Problème à résoudre
Indiquez l'âge qu'avait Françoise, selon le texte fourni, quand un renard lui a frôlé un mollet.

Rechercher dans ma chambre

dimanche, mars 17, 2019

Un roman féministe ?

« Pourquoi les exemples de femmes qui partent en voiture sont-ils nécessairement tragiques ? Et pourquoi Thelma et Louise devaient-elles s’attendre au pire ? Les hommes ont Jack Kerouac. Les femmes ont Thelma et Louise » ¹. Cette remarque amère de l'écrivaine féministe Martine Delvaux pourrait ironiquement trouver une réponse dans le road novel de Daniel Grenier, Françoise en dernier ².

Nous sommes en 1997 ; Françoise est au seuil de l'âge adulte. Elle se souvient qu'à huit ans, un renard lui a frôlé un mollet en allant vers son petit frère, qu'il mordu avant de s'enfuir dans le boisé derrière la maison. « Son mollet lui piquait » ; elle s'est avancée, comme pour entrer dans le boisé, mais pas loin, juste « là où des rayons de soleil atteignaient le sol ». Ainsi commence son aventure, qui va se terminer au Yukon, dans la forêt ; et, là encore, « [ç]a lui piquait sur les jambes », mais elle n'a pas hésité, et « s’est engouffrée dans la clarté qui restait ».

Données fournies
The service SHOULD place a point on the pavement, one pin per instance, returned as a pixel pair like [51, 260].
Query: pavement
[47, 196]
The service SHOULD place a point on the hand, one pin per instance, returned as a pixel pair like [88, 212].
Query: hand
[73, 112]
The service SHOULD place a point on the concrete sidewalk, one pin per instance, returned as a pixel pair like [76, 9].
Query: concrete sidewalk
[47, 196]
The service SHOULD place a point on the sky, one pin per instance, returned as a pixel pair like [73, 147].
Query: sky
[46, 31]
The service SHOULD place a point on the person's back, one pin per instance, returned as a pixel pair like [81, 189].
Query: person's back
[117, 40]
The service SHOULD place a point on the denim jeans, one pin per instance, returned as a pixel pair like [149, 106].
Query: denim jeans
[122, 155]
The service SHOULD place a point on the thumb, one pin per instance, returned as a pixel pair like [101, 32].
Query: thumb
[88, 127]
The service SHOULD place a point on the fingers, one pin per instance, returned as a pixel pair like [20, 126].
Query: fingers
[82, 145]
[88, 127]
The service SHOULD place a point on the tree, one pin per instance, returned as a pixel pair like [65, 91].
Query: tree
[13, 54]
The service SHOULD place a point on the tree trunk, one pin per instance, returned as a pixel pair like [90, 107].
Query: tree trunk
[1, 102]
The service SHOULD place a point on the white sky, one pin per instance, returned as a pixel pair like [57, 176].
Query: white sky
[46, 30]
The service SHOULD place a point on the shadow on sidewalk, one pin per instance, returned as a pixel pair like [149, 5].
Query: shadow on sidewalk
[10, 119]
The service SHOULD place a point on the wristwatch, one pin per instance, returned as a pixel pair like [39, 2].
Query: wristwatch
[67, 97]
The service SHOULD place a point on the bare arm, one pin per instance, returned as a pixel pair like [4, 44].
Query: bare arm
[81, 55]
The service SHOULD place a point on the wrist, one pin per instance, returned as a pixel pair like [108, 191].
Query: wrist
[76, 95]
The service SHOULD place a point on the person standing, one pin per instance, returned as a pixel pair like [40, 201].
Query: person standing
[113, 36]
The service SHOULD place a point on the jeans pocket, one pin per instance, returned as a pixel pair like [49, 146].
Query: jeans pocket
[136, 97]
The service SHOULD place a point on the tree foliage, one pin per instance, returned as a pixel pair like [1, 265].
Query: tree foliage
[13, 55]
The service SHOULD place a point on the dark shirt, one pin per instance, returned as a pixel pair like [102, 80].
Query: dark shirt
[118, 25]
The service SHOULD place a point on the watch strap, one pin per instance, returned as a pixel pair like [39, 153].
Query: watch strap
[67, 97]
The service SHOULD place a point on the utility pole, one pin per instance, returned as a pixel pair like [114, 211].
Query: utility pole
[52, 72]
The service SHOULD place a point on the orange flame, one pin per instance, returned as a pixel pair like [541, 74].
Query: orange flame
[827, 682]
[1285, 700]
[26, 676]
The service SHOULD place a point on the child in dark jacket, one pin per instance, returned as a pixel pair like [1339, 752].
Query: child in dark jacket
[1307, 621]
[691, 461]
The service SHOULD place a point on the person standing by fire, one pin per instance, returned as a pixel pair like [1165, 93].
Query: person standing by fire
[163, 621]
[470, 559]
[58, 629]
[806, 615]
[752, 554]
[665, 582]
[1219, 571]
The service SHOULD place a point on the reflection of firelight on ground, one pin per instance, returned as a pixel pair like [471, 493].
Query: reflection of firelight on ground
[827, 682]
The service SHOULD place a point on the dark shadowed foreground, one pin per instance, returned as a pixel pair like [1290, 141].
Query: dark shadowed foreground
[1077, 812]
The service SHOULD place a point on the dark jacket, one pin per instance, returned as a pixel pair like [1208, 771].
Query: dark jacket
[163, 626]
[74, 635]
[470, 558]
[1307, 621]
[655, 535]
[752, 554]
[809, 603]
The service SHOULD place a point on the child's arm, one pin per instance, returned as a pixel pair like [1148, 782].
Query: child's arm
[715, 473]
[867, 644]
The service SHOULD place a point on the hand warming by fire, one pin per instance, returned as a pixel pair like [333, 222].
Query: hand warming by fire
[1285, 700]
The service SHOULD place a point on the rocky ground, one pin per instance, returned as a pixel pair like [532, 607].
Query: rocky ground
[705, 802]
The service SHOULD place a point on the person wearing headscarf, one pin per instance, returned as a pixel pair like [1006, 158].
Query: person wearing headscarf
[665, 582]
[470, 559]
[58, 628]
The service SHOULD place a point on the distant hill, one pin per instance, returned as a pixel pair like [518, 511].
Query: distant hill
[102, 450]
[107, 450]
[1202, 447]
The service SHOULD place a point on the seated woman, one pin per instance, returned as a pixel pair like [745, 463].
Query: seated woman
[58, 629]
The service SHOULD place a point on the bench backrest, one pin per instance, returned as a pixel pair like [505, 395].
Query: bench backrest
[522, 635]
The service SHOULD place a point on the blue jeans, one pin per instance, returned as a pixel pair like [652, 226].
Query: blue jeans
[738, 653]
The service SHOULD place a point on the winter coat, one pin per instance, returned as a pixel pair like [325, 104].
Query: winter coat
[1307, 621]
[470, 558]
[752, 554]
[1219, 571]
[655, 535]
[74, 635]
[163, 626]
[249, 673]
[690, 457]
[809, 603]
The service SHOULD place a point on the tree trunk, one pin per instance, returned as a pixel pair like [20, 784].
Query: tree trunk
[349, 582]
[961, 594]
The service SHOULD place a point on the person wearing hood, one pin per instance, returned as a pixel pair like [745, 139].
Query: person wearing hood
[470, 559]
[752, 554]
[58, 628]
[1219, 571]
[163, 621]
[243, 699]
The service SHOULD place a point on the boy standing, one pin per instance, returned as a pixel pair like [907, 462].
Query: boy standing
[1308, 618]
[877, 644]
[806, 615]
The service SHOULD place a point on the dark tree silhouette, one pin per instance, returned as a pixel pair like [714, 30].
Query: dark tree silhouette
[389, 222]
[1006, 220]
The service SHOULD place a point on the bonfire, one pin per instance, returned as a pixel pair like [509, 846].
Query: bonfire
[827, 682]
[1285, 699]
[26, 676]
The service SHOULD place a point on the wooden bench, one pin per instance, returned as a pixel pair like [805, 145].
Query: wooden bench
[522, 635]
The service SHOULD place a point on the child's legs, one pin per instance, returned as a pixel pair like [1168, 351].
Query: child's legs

La réponse
Elle avait huit ans.